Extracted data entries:

******************************

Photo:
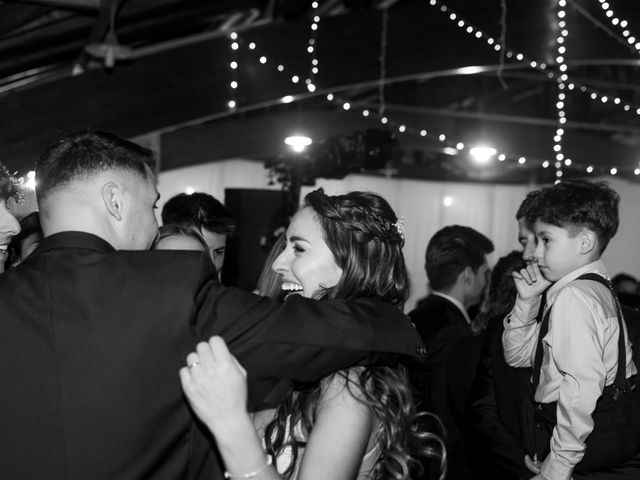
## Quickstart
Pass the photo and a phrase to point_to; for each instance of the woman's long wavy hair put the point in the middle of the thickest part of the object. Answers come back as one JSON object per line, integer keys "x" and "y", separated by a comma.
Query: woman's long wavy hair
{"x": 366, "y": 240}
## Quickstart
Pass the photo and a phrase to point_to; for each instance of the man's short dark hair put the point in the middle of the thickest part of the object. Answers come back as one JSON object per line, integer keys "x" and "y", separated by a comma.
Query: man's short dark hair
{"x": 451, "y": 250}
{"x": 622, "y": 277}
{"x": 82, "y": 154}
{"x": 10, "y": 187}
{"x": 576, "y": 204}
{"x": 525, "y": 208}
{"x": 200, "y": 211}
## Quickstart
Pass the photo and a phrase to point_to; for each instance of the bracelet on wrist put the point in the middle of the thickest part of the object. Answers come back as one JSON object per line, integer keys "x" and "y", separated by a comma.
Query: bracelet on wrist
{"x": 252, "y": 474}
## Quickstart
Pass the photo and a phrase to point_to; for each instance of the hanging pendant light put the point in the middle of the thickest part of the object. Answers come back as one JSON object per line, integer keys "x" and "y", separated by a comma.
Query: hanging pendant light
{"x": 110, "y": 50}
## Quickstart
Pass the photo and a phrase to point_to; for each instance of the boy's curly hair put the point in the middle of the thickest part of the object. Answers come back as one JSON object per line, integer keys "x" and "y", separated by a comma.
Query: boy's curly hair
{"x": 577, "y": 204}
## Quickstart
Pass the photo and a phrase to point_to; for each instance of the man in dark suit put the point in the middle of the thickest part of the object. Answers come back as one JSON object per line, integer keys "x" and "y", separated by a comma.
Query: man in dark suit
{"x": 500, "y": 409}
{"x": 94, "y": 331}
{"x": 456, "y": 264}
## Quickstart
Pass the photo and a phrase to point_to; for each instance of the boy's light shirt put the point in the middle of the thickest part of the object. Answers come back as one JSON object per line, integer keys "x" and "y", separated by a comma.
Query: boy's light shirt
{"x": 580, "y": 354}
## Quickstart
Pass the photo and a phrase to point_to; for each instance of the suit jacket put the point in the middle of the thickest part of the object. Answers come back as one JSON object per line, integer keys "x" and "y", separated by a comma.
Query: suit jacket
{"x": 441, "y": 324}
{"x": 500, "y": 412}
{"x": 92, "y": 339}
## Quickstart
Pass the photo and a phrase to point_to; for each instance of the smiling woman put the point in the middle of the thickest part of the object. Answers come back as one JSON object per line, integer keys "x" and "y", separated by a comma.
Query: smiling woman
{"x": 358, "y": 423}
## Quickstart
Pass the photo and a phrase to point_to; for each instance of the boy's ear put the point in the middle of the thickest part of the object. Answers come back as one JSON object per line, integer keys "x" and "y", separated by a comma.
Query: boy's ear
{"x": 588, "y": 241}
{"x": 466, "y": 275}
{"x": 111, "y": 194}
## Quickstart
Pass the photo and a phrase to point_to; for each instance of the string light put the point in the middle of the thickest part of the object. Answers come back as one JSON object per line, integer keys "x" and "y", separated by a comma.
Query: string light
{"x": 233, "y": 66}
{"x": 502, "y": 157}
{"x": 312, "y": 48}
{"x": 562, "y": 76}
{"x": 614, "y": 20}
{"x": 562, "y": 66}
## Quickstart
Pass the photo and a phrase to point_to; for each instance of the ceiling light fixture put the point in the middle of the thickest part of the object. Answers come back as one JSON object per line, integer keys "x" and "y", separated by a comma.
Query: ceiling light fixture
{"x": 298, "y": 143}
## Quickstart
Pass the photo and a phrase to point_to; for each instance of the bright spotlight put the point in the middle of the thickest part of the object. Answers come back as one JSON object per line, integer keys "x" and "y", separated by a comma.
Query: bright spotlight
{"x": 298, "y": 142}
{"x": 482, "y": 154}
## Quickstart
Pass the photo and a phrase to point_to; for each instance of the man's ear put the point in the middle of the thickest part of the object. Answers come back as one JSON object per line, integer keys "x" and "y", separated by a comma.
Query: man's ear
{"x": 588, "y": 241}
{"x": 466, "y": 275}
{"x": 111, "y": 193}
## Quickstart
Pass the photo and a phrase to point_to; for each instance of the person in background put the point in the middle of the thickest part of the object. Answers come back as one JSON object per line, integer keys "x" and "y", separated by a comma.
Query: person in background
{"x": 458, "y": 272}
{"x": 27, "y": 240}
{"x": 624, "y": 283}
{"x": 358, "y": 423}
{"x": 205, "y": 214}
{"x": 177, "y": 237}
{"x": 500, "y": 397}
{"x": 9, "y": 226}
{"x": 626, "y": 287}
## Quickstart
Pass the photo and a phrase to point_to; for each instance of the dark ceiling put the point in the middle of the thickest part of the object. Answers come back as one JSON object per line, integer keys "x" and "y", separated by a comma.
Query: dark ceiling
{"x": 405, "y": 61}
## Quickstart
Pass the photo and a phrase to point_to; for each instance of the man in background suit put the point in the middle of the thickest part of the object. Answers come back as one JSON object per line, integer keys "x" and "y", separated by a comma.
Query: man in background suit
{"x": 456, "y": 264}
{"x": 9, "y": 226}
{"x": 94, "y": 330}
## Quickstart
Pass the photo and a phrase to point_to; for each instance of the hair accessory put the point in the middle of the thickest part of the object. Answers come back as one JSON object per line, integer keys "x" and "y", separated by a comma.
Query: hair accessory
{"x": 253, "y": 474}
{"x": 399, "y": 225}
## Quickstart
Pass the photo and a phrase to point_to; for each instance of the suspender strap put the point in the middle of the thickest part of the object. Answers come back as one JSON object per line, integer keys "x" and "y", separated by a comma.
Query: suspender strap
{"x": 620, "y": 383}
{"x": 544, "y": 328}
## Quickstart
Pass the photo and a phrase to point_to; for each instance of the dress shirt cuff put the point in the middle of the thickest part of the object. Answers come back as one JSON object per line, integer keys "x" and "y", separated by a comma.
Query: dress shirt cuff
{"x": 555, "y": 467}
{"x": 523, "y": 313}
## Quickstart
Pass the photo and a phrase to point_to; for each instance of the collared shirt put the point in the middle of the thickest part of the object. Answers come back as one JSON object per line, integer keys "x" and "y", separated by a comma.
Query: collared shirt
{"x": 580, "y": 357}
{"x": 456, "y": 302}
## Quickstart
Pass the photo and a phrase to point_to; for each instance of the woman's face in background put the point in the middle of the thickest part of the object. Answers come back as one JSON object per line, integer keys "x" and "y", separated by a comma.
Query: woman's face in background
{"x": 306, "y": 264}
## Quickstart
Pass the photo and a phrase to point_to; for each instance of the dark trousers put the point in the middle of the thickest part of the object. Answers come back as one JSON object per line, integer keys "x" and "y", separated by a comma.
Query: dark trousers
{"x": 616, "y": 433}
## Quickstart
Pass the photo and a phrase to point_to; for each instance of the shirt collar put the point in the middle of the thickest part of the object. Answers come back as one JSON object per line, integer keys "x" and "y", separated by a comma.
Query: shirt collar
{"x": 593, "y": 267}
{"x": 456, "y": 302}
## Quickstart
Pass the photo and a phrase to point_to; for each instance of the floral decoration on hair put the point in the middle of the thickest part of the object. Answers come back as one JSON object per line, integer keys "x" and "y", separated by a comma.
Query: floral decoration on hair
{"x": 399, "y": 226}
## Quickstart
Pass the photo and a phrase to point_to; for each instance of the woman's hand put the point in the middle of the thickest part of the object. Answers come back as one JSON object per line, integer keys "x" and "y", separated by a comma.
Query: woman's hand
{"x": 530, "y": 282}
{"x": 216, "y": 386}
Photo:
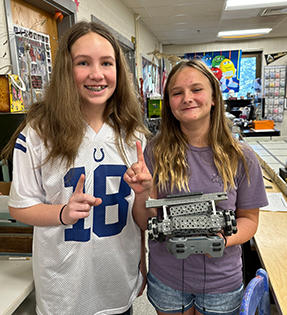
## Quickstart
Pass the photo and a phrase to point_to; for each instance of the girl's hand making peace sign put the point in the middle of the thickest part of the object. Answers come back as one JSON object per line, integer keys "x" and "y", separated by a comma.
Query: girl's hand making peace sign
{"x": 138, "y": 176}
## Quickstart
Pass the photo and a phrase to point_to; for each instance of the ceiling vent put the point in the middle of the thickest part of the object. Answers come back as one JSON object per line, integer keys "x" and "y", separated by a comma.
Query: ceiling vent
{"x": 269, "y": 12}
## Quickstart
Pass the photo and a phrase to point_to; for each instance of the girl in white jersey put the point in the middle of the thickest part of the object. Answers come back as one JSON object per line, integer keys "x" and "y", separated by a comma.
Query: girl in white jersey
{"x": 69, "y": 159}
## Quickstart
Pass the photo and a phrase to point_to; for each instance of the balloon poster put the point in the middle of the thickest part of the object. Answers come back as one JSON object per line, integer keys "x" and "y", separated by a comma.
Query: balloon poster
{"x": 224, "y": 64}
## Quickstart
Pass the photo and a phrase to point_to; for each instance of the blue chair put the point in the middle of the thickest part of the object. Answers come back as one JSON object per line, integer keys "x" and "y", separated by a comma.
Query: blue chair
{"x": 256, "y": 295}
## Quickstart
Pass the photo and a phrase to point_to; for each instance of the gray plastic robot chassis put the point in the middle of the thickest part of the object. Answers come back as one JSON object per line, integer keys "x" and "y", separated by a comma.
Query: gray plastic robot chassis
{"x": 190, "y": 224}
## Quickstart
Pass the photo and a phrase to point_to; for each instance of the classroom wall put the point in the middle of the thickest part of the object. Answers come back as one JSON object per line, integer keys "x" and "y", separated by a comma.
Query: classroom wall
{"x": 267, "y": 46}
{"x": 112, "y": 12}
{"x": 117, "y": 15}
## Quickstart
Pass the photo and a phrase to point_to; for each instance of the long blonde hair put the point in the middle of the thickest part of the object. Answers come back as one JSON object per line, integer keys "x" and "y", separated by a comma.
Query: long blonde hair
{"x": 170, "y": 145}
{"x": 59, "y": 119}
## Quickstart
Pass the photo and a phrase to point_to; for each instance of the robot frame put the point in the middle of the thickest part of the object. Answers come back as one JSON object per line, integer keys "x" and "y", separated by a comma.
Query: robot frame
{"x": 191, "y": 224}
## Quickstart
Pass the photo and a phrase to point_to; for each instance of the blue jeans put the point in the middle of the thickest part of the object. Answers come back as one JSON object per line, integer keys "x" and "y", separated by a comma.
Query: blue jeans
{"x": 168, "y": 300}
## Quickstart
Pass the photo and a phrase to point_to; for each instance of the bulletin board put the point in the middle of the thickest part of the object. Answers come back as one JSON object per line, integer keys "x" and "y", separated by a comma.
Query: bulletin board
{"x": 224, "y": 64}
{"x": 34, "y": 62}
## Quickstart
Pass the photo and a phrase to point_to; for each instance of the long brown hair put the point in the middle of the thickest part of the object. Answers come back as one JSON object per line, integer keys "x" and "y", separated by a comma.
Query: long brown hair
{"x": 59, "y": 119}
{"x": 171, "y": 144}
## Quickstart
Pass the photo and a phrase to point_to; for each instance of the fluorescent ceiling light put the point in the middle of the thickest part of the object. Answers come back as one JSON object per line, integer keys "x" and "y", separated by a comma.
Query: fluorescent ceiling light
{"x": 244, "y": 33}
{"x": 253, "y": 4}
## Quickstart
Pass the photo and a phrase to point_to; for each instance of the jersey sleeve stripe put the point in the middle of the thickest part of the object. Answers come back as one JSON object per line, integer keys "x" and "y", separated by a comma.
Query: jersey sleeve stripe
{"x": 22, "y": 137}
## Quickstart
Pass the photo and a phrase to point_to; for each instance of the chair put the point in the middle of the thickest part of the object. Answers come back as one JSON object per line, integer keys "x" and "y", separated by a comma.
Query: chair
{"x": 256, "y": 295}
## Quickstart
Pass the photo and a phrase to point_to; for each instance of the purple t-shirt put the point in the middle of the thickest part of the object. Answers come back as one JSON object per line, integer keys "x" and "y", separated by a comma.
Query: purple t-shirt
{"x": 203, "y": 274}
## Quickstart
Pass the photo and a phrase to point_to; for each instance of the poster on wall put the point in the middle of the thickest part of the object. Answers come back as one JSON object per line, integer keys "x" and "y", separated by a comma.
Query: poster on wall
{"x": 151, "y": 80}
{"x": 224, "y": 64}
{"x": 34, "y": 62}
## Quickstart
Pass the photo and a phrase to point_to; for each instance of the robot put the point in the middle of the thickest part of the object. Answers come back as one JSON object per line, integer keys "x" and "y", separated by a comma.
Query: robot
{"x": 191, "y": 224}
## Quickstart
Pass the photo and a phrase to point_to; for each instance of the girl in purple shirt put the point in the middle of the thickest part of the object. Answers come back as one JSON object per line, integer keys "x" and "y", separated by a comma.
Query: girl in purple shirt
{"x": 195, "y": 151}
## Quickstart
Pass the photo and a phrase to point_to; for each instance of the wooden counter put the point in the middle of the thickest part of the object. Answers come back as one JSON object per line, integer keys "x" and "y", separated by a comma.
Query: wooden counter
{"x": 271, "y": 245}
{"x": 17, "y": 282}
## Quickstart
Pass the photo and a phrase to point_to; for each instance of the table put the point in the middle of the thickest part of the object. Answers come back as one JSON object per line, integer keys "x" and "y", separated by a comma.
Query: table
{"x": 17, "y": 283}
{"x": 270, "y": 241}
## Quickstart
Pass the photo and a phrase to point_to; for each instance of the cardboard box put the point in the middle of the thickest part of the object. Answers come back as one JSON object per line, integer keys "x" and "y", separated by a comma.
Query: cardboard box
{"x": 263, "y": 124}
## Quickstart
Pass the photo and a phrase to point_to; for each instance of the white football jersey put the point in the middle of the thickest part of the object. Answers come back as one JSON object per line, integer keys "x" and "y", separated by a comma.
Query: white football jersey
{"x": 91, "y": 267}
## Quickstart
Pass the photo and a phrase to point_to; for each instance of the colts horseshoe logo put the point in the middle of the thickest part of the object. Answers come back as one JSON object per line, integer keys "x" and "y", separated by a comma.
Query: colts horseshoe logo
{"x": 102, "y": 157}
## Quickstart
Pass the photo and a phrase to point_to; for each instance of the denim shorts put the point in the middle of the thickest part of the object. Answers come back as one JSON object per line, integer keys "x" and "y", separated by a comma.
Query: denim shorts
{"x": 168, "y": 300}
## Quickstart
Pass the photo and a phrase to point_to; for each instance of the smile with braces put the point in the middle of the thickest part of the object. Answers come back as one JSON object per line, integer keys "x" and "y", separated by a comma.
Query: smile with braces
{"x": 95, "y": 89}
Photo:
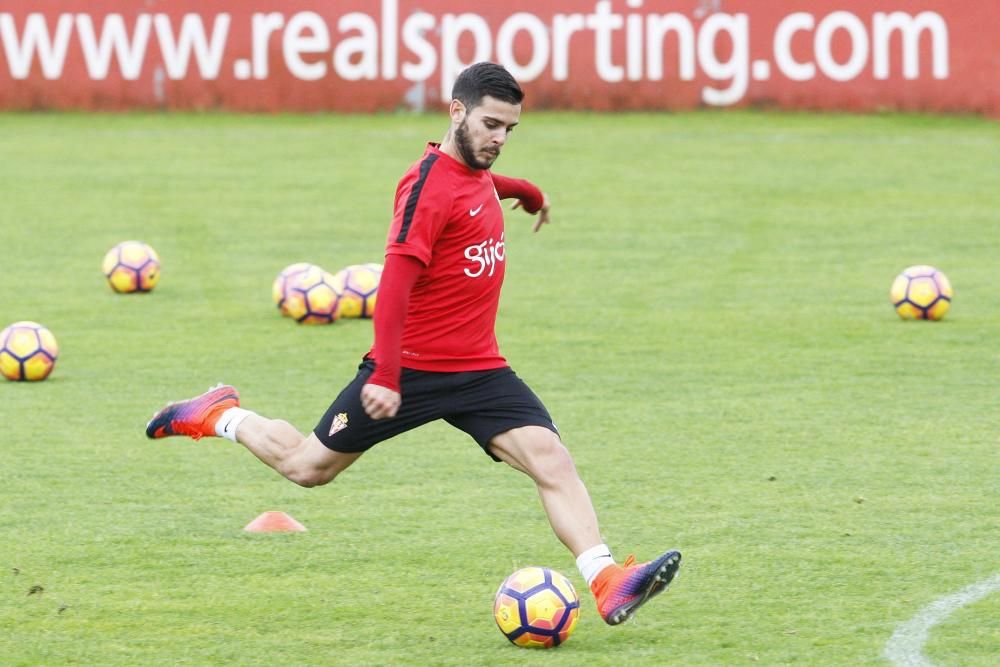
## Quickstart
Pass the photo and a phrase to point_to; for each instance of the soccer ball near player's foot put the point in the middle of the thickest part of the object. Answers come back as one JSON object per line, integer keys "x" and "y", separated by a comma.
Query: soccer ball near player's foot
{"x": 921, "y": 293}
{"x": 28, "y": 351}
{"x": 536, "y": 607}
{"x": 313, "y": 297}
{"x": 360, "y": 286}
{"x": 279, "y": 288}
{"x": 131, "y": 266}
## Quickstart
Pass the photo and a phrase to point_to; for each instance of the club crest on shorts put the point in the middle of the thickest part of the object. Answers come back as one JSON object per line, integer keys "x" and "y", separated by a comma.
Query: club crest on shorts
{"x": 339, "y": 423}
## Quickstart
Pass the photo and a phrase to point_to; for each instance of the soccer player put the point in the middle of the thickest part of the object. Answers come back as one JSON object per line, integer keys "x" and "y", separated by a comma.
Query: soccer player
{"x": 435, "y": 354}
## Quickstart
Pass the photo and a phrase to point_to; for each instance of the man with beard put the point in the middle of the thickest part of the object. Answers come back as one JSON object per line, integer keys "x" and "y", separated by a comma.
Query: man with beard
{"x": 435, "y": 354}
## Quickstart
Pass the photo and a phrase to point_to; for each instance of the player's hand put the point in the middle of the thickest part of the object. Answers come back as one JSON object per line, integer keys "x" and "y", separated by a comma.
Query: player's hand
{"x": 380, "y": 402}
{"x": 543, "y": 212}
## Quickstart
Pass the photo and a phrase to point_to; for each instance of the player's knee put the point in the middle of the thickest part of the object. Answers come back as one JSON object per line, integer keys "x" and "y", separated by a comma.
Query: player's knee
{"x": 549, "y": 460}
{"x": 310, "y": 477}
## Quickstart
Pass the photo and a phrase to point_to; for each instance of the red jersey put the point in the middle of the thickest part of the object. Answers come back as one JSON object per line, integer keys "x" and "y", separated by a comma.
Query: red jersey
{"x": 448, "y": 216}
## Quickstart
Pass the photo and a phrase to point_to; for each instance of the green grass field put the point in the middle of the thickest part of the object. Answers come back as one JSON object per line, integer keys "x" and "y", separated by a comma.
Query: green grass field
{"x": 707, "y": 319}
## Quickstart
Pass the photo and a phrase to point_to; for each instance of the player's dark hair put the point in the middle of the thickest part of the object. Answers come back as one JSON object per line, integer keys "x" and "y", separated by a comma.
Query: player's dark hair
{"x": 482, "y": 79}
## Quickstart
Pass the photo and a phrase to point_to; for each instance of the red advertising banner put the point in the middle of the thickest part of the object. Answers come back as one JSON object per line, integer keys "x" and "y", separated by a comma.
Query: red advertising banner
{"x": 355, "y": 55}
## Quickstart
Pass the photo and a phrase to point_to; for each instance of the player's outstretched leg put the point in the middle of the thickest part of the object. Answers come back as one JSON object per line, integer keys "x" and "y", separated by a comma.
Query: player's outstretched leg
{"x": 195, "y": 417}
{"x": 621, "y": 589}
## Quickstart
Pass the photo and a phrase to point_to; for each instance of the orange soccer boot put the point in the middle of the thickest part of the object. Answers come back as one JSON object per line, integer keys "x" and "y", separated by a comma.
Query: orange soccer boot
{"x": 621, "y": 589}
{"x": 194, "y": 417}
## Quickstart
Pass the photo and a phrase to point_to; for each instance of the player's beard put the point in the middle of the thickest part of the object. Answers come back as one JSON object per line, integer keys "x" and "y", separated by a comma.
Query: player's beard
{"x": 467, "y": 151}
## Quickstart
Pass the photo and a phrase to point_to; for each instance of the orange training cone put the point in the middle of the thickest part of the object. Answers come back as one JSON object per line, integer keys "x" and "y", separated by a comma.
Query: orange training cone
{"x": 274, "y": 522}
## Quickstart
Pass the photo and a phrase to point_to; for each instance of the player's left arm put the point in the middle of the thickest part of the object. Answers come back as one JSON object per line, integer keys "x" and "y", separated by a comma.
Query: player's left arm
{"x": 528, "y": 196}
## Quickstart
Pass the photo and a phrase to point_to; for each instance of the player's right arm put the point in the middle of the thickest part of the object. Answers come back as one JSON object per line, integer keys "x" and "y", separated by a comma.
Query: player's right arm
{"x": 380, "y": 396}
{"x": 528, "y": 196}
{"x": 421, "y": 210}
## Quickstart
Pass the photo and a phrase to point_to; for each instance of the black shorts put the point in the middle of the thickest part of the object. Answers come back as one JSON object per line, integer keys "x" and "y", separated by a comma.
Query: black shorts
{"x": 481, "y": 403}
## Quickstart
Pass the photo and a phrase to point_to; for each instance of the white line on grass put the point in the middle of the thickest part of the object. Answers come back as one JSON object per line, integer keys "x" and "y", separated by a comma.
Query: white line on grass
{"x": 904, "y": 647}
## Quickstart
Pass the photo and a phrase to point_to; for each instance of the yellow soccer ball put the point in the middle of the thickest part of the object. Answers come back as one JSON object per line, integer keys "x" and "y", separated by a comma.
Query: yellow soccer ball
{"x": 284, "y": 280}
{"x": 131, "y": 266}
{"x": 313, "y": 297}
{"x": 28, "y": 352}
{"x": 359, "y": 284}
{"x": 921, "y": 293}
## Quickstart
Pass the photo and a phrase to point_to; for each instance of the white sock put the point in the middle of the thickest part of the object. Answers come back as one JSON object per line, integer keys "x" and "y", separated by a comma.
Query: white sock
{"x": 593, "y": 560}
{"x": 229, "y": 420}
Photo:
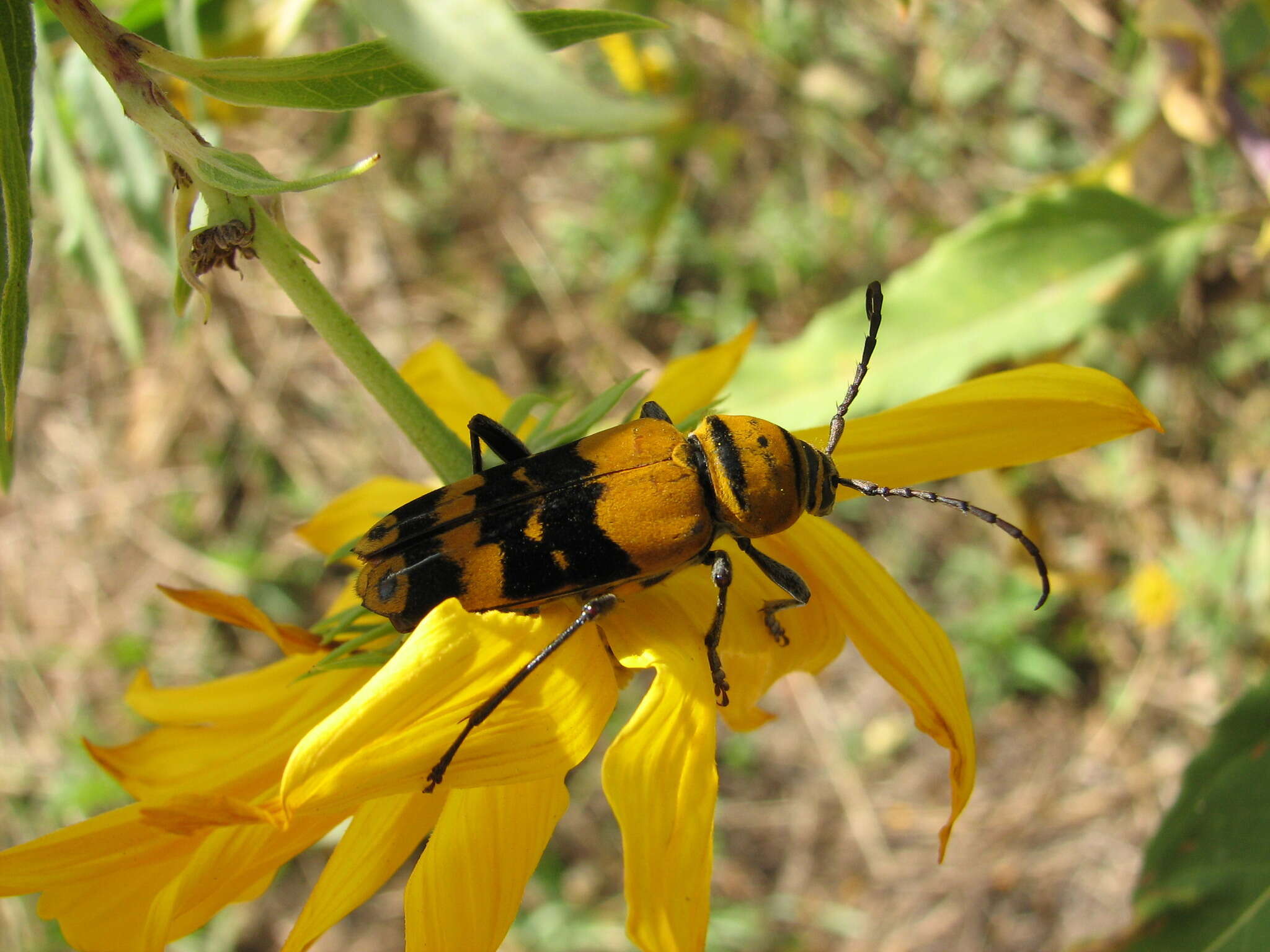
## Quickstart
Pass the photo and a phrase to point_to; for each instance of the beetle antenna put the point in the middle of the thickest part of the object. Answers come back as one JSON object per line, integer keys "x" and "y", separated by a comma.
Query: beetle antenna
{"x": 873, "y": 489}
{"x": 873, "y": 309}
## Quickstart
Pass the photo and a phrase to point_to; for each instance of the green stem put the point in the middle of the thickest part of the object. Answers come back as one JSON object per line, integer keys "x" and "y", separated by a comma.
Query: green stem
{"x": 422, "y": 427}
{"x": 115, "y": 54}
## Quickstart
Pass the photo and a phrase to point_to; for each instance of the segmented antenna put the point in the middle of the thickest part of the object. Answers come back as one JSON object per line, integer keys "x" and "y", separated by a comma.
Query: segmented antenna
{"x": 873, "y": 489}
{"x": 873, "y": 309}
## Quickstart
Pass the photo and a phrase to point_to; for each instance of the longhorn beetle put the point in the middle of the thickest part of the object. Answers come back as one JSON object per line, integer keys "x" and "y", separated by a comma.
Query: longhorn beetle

******************************

The result is a copy of every line above where the word "longhorn" shows up.

Pass the photo and a phrase to point_to; for each instance of the longhorn beetle put the point in the middle of the thickest part of the object. Answers come back as one JSON object per line, integer keys "x" and "y", separated by a comma.
Query: longhorn beetle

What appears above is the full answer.